REQUIRED WORK >>
Set down the whole listing below exactly, without pictures.

─── SUPPLIED INFORMATION

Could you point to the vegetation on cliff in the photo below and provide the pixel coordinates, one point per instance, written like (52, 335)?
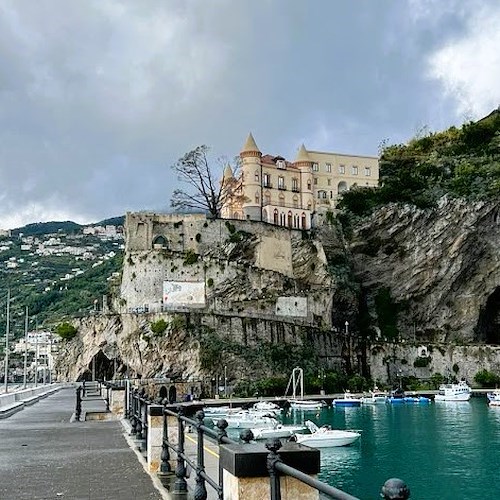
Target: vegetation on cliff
(459, 162)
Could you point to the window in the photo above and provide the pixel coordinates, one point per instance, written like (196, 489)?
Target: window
(267, 180)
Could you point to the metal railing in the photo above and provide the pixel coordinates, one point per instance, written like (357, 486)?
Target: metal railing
(393, 489)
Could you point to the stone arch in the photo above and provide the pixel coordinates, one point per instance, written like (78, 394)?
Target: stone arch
(488, 323)
(172, 394)
(160, 242)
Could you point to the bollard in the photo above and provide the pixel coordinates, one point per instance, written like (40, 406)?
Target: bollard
(78, 408)
(180, 485)
(395, 489)
(273, 445)
(200, 491)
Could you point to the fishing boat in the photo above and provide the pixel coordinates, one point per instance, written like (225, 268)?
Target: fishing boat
(454, 392)
(376, 396)
(347, 401)
(279, 431)
(326, 437)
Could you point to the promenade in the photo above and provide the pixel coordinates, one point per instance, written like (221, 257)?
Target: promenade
(43, 455)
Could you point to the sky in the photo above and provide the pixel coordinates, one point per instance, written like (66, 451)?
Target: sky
(98, 98)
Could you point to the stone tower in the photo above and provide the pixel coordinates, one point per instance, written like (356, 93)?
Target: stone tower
(251, 169)
(304, 164)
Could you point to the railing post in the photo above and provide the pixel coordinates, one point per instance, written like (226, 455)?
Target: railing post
(180, 485)
(165, 469)
(273, 445)
(200, 491)
(78, 407)
(395, 489)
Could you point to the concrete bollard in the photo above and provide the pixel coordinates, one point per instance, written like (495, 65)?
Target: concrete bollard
(246, 475)
(155, 437)
(117, 402)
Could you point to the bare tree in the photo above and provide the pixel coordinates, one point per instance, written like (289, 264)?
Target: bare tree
(206, 193)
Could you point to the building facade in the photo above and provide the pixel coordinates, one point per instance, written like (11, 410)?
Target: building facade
(274, 190)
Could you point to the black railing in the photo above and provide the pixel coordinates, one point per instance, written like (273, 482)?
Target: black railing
(138, 412)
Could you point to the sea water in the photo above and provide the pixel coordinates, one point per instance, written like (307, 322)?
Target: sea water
(445, 450)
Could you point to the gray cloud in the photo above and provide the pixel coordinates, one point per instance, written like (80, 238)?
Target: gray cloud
(99, 97)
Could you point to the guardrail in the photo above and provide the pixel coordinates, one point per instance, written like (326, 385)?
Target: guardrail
(269, 464)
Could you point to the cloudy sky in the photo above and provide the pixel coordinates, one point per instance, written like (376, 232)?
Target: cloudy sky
(99, 97)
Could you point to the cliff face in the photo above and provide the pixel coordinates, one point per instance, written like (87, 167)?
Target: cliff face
(441, 268)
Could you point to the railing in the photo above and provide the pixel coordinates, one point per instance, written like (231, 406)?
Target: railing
(138, 414)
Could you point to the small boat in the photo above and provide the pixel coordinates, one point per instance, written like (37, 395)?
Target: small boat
(306, 404)
(375, 397)
(248, 420)
(493, 398)
(266, 406)
(347, 400)
(454, 392)
(326, 437)
(280, 431)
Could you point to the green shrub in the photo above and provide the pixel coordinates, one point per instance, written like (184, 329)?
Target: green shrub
(66, 331)
(158, 327)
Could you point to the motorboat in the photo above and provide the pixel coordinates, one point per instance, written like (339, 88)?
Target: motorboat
(279, 431)
(326, 437)
(266, 406)
(248, 420)
(454, 392)
(375, 397)
(306, 404)
(493, 398)
(347, 400)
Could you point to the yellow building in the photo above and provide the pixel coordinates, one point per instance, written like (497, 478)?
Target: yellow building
(272, 189)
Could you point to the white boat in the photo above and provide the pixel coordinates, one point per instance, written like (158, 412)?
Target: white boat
(375, 397)
(454, 392)
(280, 431)
(494, 397)
(248, 420)
(325, 437)
(347, 400)
(306, 404)
(266, 406)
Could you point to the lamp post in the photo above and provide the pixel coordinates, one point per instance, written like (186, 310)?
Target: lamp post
(6, 356)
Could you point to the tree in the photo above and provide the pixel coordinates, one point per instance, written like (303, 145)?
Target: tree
(206, 192)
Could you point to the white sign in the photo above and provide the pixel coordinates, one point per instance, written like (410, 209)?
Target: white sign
(184, 293)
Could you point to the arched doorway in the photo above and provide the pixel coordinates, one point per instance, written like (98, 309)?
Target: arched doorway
(172, 394)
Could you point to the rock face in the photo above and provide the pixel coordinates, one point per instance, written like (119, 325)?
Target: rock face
(411, 292)
(441, 268)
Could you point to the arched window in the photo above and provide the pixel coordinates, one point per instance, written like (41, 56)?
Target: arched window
(342, 187)
(160, 242)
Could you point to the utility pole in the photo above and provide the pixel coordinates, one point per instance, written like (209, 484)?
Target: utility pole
(25, 349)
(6, 357)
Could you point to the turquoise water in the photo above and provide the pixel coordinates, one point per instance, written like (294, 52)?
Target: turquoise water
(441, 450)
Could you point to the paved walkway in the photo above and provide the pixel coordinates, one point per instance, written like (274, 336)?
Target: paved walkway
(45, 456)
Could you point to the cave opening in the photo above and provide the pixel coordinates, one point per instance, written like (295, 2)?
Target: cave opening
(488, 324)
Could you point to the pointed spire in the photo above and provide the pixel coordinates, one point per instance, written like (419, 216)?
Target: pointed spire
(250, 145)
(302, 155)
(228, 172)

──────

OUTPUT >>
Could you point to the vegetation on cliff in the photo below and provide the pixel coordinates, one point per instance, written like (52, 335)?
Target: vegetation on cliff
(459, 162)
Could you point to the window in the photo above and provide the pixel coordinates, one point per instance, written like (196, 489)?
Target: window
(267, 180)
Could you point to the metal railing in the photo above and provide the pixel coordinates, one point per instance, written like (357, 486)?
Target: metal railing
(393, 489)
Could you point to the stone arch in the photo above and provide the pixel coordinates, one point per instance, written like (78, 394)?
Target: stone arch
(488, 323)
(172, 394)
(160, 242)
Could you point to the bollard in the photo above and provide the pixel coordinates, one point per instance, written like (40, 406)?
Target: bollard
(78, 408)
(180, 485)
(395, 489)
(273, 445)
(200, 491)
Could you point to the fishing boat in the photo above and provide the pixel coordinates, one point per instance, written like (225, 268)?
Target: fishing boat
(454, 392)
(376, 396)
(347, 401)
(279, 431)
(326, 437)
Could you point to the promenade in the photo above and provide the pixel coordinates, one point per instance, written like (221, 257)?
Target: promenade
(43, 455)
Could you point to the sky in the photo above and provide the pixel coordinates, one point per instance, written like (66, 451)?
Target: sky
(98, 98)
Could you point to the stone tower in the photo above and provide the pixel coordinates, one point per instance, written like (356, 93)?
Target: stone tower
(251, 169)
(304, 164)
Could you point to the railing post in the photo above and provide the pixel coordinates, one point per instance, written like (226, 455)?
Target: railing post
(180, 485)
(165, 469)
(273, 445)
(200, 491)
(78, 407)
(395, 489)
Could you point to the concrete bollard in the photo above and provide the pixel coordinates, one point per instance, written like (495, 65)?
Target: concrete bollard
(246, 475)
(155, 437)
(117, 402)
Could you point to the bare tree in the photo above and provide the pixel coordinates, one point per instance, written like (289, 264)?
Target: bare tree
(206, 193)
Could you point to the building facade in the photo above and provide the pixel coordinates, one point per instance, written like (11, 410)?
Target: building facade
(274, 190)
Could you point to the black railing in the photo above and provide the pixel coordinates, one point per instance, written like (273, 482)?
Target: black railing
(138, 412)
Could you point to the sea water in the photo above and provide the pixel coordinates, one point per instance, written like (307, 322)?
Target: sea water
(445, 450)
Could you point to the gray cloud in the photo above and provide the pixel coordinates, one point per instance, written like (80, 238)?
Target: gray cloud
(99, 97)
Could you point to the guardrail in the photo above and provide the pixel coordinates, one point per instance, written like (326, 385)?
Target: guardrail
(269, 464)
Could you point to the cloudy sky in the photo above and provide the pixel coordinates, one point per instance, written like (376, 232)?
Target: cloudy sky
(99, 97)
Could you point to the cliff face in the photo above and provide the pixel coordinates, one point per instance, written like (87, 167)?
Target: cliff face
(441, 268)
Could you point to the railing in the photo above and provide the pixel coordinates, one point per instance, written like (231, 406)?
Target: railing
(138, 414)
Could you point to the small boat in the photo above and provide the pixel coordinates, one point per instance, written like (37, 395)?
Target: small boat
(306, 404)
(375, 397)
(248, 420)
(493, 398)
(266, 406)
(347, 400)
(454, 392)
(326, 437)
(280, 431)
Could you point to the green shrub in the photo above and provide the pixel coordinates, one point per instance, written like (184, 329)?
Target: green shrub
(66, 331)
(158, 327)
Could you point to the motorboat in the photo above and provide the pixel coordinates, one point per instance, written like (339, 88)?
Target: motorboat
(279, 431)
(326, 437)
(266, 406)
(248, 420)
(454, 392)
(375, 397)
(306, 404)
(493, 398)
(347, 400)
Could you point to the yellow building in the photo above and provide the pixel coordinates, one point per instance, written like (497, 478)?
Target: yellow building
(272, 189)
Could you point to the white boat in the photo above and provide the pixel coordinates, one point per instance, written like (158, 412)?
Target: white boat
(375, 397)
(454, 392)
(280, 431)
(494, 397)
(248, 420)
(325, 437)
(347, 400)
(306, 404)
(266, 406)
Could you point to the lamp post in the photo above and provide the pixel coordinates, one point per instance, written like (186, 310)?
Target: lamp post
(6, 356)
Could you point to the tree in the photo above and provide the pixel coordinates, one point per instance, written like (303, 145)?
Target: tree
(206, 192)
Could you point to the white sign in the photo above and provide the pixel coordinates, one point per instance, written like (410, 209)?
Target: white sign
(184, 293)
Could you point to the arched doorway in the photo above and provide the pixel coordinates, one point per instance, written like (98, 309)?
Target: arched doorway
(172, 394)
Could you point to the rock face in the photo above and provide the pixel coordinates, one point per instance, written like (119, 325)?
Target: rock face
(411, 292)
(441, 268)
Could you point to the arched window in the photo above and provide the pixel coordinates, one point per instance, written like (41, 56)?
Target: arched window
(342, 187)
(160, 242)
Could you point to the utility pole in the photo above and provide the pixel coordinates, one point per instance, written like (209, 484)?
Target: utility pole
(25, 349)
(6, 357)
Could you point to the turquoise water in the photo above and provide the pixel coordinates, one point per instance, written like (294, 52)?
Target: turquoise water
(441, 450)
Could you point to the paved walkway in the photo above and provide the pixel coordinates, one point per instance, written like (274, 336)?
Target: paved walkway
(45, 456)
Could you point to the cave opening in the photo above and provide the pixel coordinates, one point per instance, written like (295, 2)?
Target: cave opening
(488, 324)
Could you point to the pointed spire in the photo above and provide the pixel coordinates, one point per instance, written like (419, 216)?
Target: pointed spire
(250, 145)
(302, 155)
(228, 172)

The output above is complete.